» Activity
Produce the listing below again, exactly as shown.

**** Study material

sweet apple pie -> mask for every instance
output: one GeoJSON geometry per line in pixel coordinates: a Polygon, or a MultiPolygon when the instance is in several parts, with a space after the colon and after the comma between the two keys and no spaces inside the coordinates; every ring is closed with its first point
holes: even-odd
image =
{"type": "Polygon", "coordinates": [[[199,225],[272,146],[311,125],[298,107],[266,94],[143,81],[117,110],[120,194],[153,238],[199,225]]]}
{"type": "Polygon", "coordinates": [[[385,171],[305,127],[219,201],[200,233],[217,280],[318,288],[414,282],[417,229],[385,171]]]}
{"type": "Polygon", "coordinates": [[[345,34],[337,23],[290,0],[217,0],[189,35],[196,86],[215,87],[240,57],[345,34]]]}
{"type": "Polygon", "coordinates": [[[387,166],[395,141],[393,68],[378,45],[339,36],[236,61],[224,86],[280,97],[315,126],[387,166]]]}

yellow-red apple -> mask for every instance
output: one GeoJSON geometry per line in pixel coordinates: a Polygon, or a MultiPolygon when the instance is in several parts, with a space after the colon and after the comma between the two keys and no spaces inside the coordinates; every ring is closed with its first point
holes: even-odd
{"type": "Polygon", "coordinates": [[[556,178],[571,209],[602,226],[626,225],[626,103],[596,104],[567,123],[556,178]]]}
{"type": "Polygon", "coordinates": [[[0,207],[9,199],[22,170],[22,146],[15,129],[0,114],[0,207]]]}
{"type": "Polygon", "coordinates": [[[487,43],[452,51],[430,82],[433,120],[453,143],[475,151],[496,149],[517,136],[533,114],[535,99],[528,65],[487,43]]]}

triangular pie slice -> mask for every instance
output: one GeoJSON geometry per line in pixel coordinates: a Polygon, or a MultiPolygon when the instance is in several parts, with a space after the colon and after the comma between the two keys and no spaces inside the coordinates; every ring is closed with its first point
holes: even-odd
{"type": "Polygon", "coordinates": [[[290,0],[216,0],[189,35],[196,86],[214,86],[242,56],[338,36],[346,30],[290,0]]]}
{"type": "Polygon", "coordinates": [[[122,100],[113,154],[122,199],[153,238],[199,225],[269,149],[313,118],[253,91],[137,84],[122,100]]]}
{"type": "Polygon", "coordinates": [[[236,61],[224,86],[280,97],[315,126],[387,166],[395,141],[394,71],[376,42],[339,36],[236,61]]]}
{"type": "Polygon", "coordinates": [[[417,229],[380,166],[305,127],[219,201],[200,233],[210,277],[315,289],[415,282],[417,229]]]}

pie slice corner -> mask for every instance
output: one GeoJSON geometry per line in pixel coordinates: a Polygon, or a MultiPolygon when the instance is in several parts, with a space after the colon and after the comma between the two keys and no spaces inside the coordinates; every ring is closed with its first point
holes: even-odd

********

» Output for this task
sweet apple pie -> mask for every instance
output: one GeoJSON geometry per line in pixel coordinates: a Polygon, or a MultiPolygon when the instance is in several parts, with a space after the colon and after the comma between the two keys and no spaces inside the coordinates; every ring is closed with its first point
holes: even-odd
image =
{"type": "Polygon", "coordinates": [[[199,225],[272,146],[311,125],[298,107],[266,94],[143,81],[117,110],[120,194],[153,238],[199,225]]]}
{"type": "Polygon", "coordinates": [[[385,171],[305,127],[219,201],[200,233],[217,280],[318,288],[414,282],[417,229],[385,171]]]}
{"type": "Polygon", "coordinates": [[[345,34],[337,23],[290,0],[217,0],[189,35],[196,86],[215,87],[240,57],[345,34]]]}
{"type": "Polygon", "coordinates": [[[387,166],[395,141],[393,68],[378,45],[339,36],[236,61],[224,86],[280,97],[315,126],[387,166]]]}

yellow-red apple -> mask for every instance
output: one GeoJSON geometry per line in pixel coordinates: a Polygon, or a MultiPolygon when the instance is in several parts, with a space after the colon and after the comma between the two keys and no spaces inside the coordinates; every ring is closed with its first point
holes: even-odd
{"type": "Polygon", "coordinates": [[[556,178],[571,209],[602,226],[626,225],[626,103],[596,104],[567,123],[556,178]]]}
{"type": "Polygon", "coordinates": [[[0,207],[9,199],[22,170],[22,146],[15,129],[0,114],[0,207]]]}
{"type": "Polygon", "coordinates": [[[487,43],[452,51],[430,82],[433,120],[453,143],[475,151],[496,149],[517,136],[533,114],[535,99],[528,65],[487,43]]]}

triangular pie slice -> mask for every instance
output: one GeoJSON geometry per line in pixel coordinates: a Polygon, or a MultiPolygon when the instance is in several parts, with a space after the colon and after the comma between the two keys and no spaces inside the coordinates; every ring is closed with its first point
holes: even-odd
{"type": "Polygon", "coordinates": [[[290,0],[216,0],[189,35],[196,86],[214,86],[242,56],[338,36],[346,30],[290,0]]]}
{"type": "Polygon", "coordinates": [[[122,100],[113,154],[122,199],[153,238],[199,225],[269,149],[313,118],[253,91],[137,84],[122,100]]]}
{"type": "Polygon", "coordinates": [[[236,61],[224,86],[280,97],[315,126],[387,166],[395,141],[394,71],[376,42],[339,36],[236,61]]]}
{"type": "Polygon", "coordinates": [[[417,229],[380,166],[305,127],[219,201],[200,233],[210,277],[315,289],[415,282],[417,229]]]}

pie slice corner -> mask for every instance
output: one GeoJSON geometry per line in pixel coordinates: a Polygon, or a MultiPolygon when the instance is in several parts, with a space after the colon and after the comma between the two keys and no spaces inside the coordinates; every ring is closed with its first point
holes: even-odd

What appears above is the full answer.